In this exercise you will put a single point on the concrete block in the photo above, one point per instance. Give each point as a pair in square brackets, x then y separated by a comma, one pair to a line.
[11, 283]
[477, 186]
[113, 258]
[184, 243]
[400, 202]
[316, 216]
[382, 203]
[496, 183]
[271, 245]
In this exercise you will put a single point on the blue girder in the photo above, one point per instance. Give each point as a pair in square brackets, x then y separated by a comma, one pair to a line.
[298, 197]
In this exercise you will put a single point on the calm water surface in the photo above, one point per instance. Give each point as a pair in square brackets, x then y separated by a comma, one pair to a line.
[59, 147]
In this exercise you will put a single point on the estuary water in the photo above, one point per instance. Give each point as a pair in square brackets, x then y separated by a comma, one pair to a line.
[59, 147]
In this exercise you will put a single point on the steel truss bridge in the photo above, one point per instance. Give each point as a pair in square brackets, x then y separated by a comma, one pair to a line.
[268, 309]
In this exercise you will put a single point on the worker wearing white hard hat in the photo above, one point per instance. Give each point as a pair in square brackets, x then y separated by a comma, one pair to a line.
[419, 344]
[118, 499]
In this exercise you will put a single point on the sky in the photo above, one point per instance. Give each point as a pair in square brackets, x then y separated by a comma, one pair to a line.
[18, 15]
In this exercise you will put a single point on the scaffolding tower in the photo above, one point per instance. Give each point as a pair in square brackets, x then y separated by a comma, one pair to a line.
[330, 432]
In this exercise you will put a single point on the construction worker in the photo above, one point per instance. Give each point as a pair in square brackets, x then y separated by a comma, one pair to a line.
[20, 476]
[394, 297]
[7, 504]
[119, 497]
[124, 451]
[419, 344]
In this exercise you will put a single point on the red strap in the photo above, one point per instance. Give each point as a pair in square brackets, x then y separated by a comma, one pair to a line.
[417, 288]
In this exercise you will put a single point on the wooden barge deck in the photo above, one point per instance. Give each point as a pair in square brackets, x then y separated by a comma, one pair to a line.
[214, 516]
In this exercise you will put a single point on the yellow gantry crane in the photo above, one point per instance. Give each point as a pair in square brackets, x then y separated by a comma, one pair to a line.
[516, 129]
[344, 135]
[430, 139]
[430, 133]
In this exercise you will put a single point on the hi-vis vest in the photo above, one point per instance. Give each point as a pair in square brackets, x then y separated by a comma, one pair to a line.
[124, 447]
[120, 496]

☆ ☆ ☆ ☆ ☆

## [Work task]
Reproduce the data. Match each line exactly.

## [Answer to this problem]
In this exercise you will put a single point on the concrete block in the photo above, one point per instance. Give each point as a pair in square brackets, x then y separated by a comma, one pair to a line.
[11, 283]
[477, 186]
[113, 258]
[184, 243]
[400, 202]
[316, 216]
[382, 203]
[496, 183]
[271, 245]
In this exercise you will put a single point on the blue girder in the photo above, one point per instance. Give each point as a pair in square brackets, x then y separated by a comma, one pair to a line.
[298, 197]
In this exercise you will put a single point on the calm water surface in the photo above, one point per instance. Give each point as a pair in square brackets, x then y separated by a comma, one pair to a line.
[59, 147]
In this exercise you will put a single point on the estuary water in the photo above, one point per instance. Give each point as a pair in square brackets, x then y separated by a comma, one pair to a line.
[59, 147]
In this exercise you will put a single point on the steel truss bridge in the photo above, one point per instance. Give each point as a pair in square brackets, x then y separated by a comma, one pair to a line.
[268, 309]
In this exercise you will put a single point on the worker wearing white hard hat in the photo above, one point per instance. Give each point as a pair in square brackets, x then y separated by a comma, one pair to a line.
[419, 344]
[118, 499]
In this exercise you will put a single point on the sky in the photo above, one point per instance. Give each point as a pair in square brackets, x then y separated by a comma, one pair to a line.
[18, 15]
In this exercise you will put a single point on the scaffolding tower in the photo above, one point per instance. Give each point as a pair in square brackets, x then y separated by a comma, one pair to a line.
[330, 432]
In this exercise you will put a single point on the construction worker in the photo above, one point per instance. Give each point as a pair in square brackets, x then y separated by a comma, one pair to a line.
[20, 476]
[394, 297]
[7, 504]
[119, 497]
[124, 451]
[419, 344]
In this exercise you will put a single point on the red strap in the photo above, one point per instance. Give each point as a pair in square brackets, x then y separated by a comma, one pair to a line.
[417, 288]
In this exercise you will put a single point on the wooden barge deck in the photo above, one point per instance. Give each point as a pair in square brackets, x then y separated by a comma, one pair to a line.
[214, 516]
In this exercise you will put a single point on the yellow gantry crane in the photo above, one point per instance. Give each point as a pair in square brackets, x then y separated by a comma, one pair to a line.
[516, 129]
[344, 135]
[430, 139]
[430, 133]
In this exercise you will put a single point on the hi-vis vest in the photo above, one point per instance. Give each point as a pair in square brackets, x then y separated by a comma, one pair to a line.
[124, 447]
[120, 496]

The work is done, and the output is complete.